__Description of the task__
Repeat each entry exactly.

** Opening The data block **

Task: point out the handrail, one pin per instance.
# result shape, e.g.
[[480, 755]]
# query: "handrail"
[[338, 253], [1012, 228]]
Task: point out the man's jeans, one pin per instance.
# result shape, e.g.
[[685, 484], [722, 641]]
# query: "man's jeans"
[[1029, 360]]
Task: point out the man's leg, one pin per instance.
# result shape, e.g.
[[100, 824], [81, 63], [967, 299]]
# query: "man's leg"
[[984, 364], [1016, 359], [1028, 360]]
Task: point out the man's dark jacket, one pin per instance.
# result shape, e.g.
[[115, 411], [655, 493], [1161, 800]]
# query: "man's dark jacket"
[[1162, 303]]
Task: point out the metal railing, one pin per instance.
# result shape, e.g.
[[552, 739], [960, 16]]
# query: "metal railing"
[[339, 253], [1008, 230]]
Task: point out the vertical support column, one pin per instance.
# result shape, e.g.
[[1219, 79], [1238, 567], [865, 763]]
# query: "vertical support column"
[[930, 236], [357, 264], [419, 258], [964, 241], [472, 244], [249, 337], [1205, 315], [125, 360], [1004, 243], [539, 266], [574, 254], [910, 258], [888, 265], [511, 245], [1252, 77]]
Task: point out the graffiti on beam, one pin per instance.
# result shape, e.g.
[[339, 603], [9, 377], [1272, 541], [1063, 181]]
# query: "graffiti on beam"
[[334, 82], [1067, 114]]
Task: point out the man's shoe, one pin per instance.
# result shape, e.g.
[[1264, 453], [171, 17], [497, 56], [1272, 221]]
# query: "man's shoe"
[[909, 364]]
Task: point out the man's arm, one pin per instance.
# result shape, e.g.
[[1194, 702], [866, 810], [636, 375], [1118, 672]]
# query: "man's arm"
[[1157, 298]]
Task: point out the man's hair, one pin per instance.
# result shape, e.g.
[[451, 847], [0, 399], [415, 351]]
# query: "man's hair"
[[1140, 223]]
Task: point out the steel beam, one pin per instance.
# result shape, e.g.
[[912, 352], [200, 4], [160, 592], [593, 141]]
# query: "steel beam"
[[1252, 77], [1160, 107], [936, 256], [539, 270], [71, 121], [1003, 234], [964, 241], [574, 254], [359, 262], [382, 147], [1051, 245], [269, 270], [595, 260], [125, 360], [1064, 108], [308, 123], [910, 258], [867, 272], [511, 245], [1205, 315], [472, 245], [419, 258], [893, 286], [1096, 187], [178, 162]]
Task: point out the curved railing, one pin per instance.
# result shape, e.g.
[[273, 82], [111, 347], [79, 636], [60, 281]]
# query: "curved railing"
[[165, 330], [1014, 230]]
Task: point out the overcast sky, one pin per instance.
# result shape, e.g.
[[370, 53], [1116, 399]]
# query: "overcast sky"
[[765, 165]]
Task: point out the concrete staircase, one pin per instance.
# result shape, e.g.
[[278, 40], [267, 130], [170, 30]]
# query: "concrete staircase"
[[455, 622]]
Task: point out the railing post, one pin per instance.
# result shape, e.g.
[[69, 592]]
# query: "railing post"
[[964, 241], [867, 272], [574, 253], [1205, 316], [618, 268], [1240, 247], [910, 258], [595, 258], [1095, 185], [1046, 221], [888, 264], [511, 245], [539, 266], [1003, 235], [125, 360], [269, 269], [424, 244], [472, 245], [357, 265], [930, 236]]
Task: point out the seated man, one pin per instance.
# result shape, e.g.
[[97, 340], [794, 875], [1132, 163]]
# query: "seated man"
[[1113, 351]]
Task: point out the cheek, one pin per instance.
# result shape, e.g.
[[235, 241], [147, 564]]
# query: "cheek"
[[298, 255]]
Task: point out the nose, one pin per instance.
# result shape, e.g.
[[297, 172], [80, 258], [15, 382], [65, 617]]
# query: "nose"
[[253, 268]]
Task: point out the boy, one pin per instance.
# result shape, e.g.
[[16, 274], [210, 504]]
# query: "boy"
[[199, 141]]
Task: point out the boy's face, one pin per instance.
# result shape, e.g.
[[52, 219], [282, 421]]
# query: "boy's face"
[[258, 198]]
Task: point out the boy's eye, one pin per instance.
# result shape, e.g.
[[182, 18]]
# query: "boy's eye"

** Closing The data block **

__Response__
Task: point out the handrail, one pin per instance.
# result shape, e.g.
[[480, 755]]
# query: "handrail"
[[338, 253], [1012, 228]]
Task: point out the man's jeans, one pin per instance.
# result shape, e.g.
[[685, 484], [722, 641]]
# query: "man's jeans"
[[1029, 360]]
Task: point out the man's leg, one pin per instance.
# result shape, e.g.
[[100, 824], [81, 63], [967, 299]]
# query: "man's leg"
[[984, 364], [1016, 359], [1028, 360]]
Task: point out the man's dark jacket, one pin per instance.
# result shape, e.g.
[[115, 411], [655, 493], [1161, 800]]
# query: "man's dark jacket"
[[1162, 303]]
Task: point out the metal railing, one pin per instance.
# result shape, e.g.
[[552, 739], [960, 16]]
# query: "metal railing"
[[339, 253], [1008, 230]]
Task: point out the vertical support column, one pin per instance.
# result shape, e.g.
[[1219, 79], [1238, 567], [865, 763]]
# query: "vertical support column"
[[930, 236], [357, 264], [419, 258], [964, 241], [472, 244], [249, 337], [1205, 315], [125, 360], [1004, 243], [539, 266], [574, 254], [910, 258], [888, 265], [511, 245], [1252, 77]]
Task: point out the graffiti on beam, one pin per instance.
# result shape, e.g.
[[339, 603], [9, 377], [1272, 541], [1063, 181]]
# query: "graffiti on beam"
[[334, 82], [1067, 114]]
Task: point out the man's shoe, one pin per instance.
# result shape, e.g.
[[1264, 453], [171, 17], [497, 56], [1272, 221]]
# query: "man's shoe"
[[909, 364]]
Task: point out the man's arm, one pin per instance.
# result shape, e.g.
[[1194, 702], [866, 810], [636, 375], [1118, 672]]
# query: "man's arm"
[[1157, 298]]
Task: point out the man's hair, one pin per instance.
# result shape, e.g.
[[451, 847], [0, 399], [415, 351]]
# query: "man's hair"
[[1140, 223]]
Task: point out the steel beam, one pin per instance.
# result shape, e.g.
[[912, 352], [200, 4], [160, 592], [593, 141]]
# query: "steel beam"
[[1252, 77], [1160, 107], [936, 256], [539, 270], [71, 121], [1003, 234], [964, 241], [574, 254], [359, 262], [382, 147], [1051, 245], [269, 270], [595, 260], [125, 360], [1064, 108], [308, 123], [910, 258], [867, 272], [511, 245], [1205, 315], [472, 245], [419, 258], [893, 286], [1096, 187], [178, 162]]
Task: point out the curved railing, one pin per instance.
# result shape, e.g.
[[273, 82], [111, 347], [79, 636], [60, 281]]
# query: "curved railing"
[[165, 330], [1014, 230]]
Task: point out the overcast sky, one pin per instance.
# result shape, e.g.
[[370, 53], [1116, 399]]
# query: "overcast sky"
[[765, 165]]
Task: point out the concrete staircase, one pin per instance.
# result shape, e.g.
[[278, 40], [267, 130], [170, 30]]
# query: "concrete staircase"
[[455, 622]]
Task: point out the railing post, one pin per instance.
# result shape, e.g.
[[69, 592]]
# query: "railing post"
[[964, 241], [867, 272], [574, 253], [1205, 316], [618, 268], [1240, 247], [910, 258], [595, 258], [1095, 185], [1046, 221], [888, 264], [511, 245], [539, 266], [1003, 235], [125, 360], [269, 269], [424, 244], [472, 245], [357, 265], [930, 236]]
Task: point out the seated man, one pin per instance.
# result shape, e.g.
[[97, 340], [794, 875], [1132, 163]]
# query: "seated man"
[[1113, 351]]
Task: point out the cheek, one pin per instance.
# result shape, e.g.
[[235, 241], [147, 564]]
# query: "cheek"
[[298, 255]]
Task: point out the nose, one pin per instance.
# result shape, e.g.
[[297, 172], [80, 258], [15, 382], [65, 617]]
# query: "nose"
[[253, 268]]
Task: point out the boy, one pin per instance.
# result shape, e.g.
[[16, 274], [210, 504]]
# query: "boy"
[[199, 141]]
Task: point out the boy's face, one pin per instance.
# result shape, e.g.
[[52, 219], [282, 421]]
# query: "boy's face"
[[258, 198]]
Task: point out the boy's eye, one pin per instance.
# result shape, e.g.
[[182, 18]]
# query: "boy's eye"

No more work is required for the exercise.